Records from a collection:
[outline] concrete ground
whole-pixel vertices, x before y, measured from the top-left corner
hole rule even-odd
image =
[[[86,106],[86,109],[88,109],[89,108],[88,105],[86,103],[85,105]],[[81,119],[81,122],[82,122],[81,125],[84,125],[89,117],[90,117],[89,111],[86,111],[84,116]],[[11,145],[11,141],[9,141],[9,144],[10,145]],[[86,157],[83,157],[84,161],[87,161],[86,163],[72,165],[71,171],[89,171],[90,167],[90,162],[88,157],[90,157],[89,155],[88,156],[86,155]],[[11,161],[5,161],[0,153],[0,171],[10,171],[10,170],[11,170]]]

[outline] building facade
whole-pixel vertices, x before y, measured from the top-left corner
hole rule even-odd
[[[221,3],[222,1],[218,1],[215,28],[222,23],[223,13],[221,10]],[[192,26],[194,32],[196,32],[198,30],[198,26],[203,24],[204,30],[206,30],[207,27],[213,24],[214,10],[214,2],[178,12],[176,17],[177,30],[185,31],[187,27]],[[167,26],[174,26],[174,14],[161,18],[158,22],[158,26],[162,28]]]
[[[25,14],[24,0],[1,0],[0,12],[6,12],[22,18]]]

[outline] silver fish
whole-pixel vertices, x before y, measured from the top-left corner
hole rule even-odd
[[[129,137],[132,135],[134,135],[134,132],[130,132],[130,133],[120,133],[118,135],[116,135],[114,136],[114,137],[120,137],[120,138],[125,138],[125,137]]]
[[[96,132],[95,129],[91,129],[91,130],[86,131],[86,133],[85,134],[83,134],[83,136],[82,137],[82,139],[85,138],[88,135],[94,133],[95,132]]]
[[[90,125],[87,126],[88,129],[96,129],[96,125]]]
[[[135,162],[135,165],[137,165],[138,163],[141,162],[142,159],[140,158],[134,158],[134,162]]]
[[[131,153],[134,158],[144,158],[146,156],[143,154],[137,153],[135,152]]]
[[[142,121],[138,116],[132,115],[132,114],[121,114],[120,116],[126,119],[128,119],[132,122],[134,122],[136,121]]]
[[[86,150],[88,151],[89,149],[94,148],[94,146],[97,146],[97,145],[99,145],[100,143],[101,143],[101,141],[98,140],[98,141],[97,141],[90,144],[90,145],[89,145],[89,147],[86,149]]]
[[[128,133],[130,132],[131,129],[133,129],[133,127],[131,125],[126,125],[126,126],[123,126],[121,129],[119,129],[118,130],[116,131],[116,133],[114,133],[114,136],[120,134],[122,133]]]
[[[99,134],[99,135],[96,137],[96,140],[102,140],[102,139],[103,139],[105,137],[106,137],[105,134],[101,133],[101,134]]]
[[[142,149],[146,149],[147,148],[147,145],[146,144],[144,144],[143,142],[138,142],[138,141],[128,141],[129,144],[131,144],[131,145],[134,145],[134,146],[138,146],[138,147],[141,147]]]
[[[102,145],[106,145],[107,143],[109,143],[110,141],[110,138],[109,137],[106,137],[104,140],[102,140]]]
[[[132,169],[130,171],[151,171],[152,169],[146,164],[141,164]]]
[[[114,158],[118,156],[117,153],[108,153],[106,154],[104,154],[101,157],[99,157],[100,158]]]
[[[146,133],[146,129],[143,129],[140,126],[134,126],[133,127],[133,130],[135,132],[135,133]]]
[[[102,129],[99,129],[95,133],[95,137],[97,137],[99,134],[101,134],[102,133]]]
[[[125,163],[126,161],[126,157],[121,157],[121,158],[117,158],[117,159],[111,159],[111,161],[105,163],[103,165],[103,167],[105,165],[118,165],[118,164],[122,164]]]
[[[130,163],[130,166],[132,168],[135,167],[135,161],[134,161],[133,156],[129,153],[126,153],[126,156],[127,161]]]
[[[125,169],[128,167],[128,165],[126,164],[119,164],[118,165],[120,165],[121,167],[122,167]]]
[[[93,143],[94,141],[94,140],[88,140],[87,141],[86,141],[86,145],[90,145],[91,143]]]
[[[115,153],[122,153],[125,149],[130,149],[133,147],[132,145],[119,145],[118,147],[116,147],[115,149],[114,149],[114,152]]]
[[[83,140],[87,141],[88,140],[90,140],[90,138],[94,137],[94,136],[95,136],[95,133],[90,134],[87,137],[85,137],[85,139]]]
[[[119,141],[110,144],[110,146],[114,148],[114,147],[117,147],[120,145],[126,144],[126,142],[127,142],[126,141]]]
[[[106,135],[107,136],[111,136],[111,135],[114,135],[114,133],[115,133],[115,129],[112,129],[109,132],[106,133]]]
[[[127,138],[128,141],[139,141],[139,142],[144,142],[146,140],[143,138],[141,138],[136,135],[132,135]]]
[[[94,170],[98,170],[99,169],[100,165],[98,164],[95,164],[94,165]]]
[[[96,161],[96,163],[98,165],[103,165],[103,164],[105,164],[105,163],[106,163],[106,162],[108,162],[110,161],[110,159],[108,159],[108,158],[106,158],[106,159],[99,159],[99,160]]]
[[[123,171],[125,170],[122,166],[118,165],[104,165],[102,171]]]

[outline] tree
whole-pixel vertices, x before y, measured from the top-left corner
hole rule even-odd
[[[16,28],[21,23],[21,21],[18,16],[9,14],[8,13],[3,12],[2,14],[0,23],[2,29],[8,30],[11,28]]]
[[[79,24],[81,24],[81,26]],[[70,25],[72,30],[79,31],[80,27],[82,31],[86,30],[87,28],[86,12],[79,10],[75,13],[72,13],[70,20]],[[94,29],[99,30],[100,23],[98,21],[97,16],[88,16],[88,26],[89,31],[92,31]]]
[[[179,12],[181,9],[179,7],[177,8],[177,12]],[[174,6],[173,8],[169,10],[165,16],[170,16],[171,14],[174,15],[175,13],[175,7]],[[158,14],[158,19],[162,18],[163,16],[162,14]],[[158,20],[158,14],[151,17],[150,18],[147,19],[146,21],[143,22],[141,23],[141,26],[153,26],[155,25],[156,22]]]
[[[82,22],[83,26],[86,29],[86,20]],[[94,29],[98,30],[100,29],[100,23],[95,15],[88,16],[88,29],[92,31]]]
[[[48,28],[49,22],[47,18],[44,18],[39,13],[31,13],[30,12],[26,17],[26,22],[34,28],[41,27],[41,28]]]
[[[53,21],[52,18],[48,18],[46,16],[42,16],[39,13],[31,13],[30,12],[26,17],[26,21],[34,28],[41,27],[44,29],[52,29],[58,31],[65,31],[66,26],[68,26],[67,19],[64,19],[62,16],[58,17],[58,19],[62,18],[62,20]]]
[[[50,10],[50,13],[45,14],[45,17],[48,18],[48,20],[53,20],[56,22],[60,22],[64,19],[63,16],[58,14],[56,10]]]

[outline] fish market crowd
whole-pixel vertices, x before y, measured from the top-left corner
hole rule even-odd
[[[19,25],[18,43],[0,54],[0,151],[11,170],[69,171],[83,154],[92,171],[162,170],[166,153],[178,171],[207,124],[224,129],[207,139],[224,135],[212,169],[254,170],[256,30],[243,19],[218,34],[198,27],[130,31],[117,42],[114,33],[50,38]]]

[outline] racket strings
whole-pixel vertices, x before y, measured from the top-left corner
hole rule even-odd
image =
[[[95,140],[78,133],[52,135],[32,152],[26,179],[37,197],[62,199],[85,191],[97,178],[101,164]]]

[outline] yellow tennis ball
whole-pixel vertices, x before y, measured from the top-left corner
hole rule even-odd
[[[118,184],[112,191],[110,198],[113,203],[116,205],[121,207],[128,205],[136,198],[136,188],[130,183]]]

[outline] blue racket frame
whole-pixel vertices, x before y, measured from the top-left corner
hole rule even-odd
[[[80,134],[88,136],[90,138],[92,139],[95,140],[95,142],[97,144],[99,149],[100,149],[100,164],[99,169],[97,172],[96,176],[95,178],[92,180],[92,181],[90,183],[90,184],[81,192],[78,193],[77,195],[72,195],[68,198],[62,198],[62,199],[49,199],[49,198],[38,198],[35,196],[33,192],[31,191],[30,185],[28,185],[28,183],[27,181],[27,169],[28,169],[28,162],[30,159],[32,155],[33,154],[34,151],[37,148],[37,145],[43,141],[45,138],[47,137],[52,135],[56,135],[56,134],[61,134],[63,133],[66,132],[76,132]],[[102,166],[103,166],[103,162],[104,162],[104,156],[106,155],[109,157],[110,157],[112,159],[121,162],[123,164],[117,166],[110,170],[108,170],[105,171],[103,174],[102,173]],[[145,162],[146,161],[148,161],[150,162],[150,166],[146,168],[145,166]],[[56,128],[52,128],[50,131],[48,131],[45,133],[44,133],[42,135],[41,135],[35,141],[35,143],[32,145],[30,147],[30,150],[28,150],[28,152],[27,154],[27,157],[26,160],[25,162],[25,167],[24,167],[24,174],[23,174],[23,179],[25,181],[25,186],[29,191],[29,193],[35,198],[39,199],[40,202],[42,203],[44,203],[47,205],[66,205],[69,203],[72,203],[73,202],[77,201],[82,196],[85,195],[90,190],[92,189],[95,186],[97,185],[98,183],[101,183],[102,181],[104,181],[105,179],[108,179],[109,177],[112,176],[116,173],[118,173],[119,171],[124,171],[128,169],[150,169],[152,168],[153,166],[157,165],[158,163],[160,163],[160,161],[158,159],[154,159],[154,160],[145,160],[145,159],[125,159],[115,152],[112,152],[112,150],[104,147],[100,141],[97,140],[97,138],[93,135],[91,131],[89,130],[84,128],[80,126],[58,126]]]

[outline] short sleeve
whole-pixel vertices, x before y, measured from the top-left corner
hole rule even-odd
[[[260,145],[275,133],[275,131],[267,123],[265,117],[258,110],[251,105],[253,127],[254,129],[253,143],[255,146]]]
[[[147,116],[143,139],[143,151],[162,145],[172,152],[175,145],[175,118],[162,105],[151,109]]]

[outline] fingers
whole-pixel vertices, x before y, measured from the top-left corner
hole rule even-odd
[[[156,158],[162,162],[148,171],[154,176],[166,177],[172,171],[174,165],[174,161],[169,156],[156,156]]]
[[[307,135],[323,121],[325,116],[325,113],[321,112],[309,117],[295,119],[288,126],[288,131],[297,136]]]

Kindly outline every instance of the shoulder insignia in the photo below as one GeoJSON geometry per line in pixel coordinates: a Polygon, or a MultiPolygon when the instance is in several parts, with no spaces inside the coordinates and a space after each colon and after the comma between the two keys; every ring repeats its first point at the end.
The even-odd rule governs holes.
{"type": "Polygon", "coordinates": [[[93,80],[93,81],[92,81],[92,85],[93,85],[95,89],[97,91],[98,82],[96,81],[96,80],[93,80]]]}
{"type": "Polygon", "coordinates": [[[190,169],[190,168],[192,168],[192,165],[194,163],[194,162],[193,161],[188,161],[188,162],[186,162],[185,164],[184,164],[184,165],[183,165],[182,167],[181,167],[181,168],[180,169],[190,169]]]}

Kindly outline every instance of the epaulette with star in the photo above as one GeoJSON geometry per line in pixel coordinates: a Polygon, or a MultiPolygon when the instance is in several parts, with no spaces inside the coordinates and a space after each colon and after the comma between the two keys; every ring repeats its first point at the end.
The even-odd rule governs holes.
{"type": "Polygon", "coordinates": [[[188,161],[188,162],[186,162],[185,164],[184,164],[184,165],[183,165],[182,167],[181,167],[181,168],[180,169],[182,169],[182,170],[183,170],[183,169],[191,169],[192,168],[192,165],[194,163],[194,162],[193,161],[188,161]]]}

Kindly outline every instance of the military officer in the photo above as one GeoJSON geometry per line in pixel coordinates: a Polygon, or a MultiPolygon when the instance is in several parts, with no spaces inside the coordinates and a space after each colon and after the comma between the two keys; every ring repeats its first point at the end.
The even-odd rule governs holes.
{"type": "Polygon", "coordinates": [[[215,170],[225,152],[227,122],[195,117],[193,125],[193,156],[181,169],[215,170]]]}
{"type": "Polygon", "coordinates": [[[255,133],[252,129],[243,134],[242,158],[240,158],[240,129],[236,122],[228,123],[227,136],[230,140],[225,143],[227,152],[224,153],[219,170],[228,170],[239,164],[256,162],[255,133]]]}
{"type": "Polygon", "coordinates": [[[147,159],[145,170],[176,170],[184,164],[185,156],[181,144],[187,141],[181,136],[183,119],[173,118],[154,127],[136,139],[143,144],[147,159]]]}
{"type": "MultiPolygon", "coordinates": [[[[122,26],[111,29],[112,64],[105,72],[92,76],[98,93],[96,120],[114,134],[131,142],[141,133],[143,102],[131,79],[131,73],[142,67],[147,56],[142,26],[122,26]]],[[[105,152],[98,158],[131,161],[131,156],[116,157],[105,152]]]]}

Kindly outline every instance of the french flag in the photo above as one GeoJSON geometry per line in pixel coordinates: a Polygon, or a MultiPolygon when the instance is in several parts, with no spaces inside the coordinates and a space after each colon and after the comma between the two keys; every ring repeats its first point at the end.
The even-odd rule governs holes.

**The problem**
Transcribe exactly, and only, the lines from the one bearing "Kindly outline every instance of the military" through the last line of the entries, counting both.

**Result below**
Kindly outline every instance of the military officer in the photo above as one GeoJSON geometry per line in pixel coordinates: a Polygon, or a MultiPolygon when the instance is in several parts, with no spaces inside the coordinates and a space after each colon and after the comma between the two keys; every ring repeats its first point at the end.
The even-odd rule governs holes.
{"type": "Polygon", "coordinates": [[[215,170],[225,152],[227,122],[195,117],[193,125],[193,156],[181,169],[215,170]]]}
{"type": "Polygon", "coordinates": [[[255,133],[252,129],[243,134],[242,158],[240,158],[240,129],[236,122],[228,123],[227,136],[230,140],[225,143],[227,152],[224,153],[219,170],[228,170],[239,164],[256,162],[255,133]]]}
{"type": "Polygon", "coordinates": [[[147,159],[145,170],[176,170],[184,164],[185,156],[181,144],[187,141],[181,136],[183,119],[173,118],[154,127],[136,139],[143,144],[147,159]]]}
{"type": "MultiPolygon", "coordinates": [[[[122,26],[111,29],[112,64],[105,72],[92,76],[98,93],[96,120],[114,134],[131,142],[141,133],[143,102],[131,79],[131,73],[142,67],[147,56],[142,26],[122,26]]],[[[105,152],[98,158],[131,161],[131,156],[116,157],[105,152]]]]}

Kindly outline every instance of the french flag in the photo above as one GeoJSON geometry per line in pixel coordinates: a Polygon, or a MultiPolygon when the instance is in several parts, with no spaces inside the coordinates and a space after each colon and after the comma between the two keys; every ring repeats its first point at the end.
The even-odd rule governs holes.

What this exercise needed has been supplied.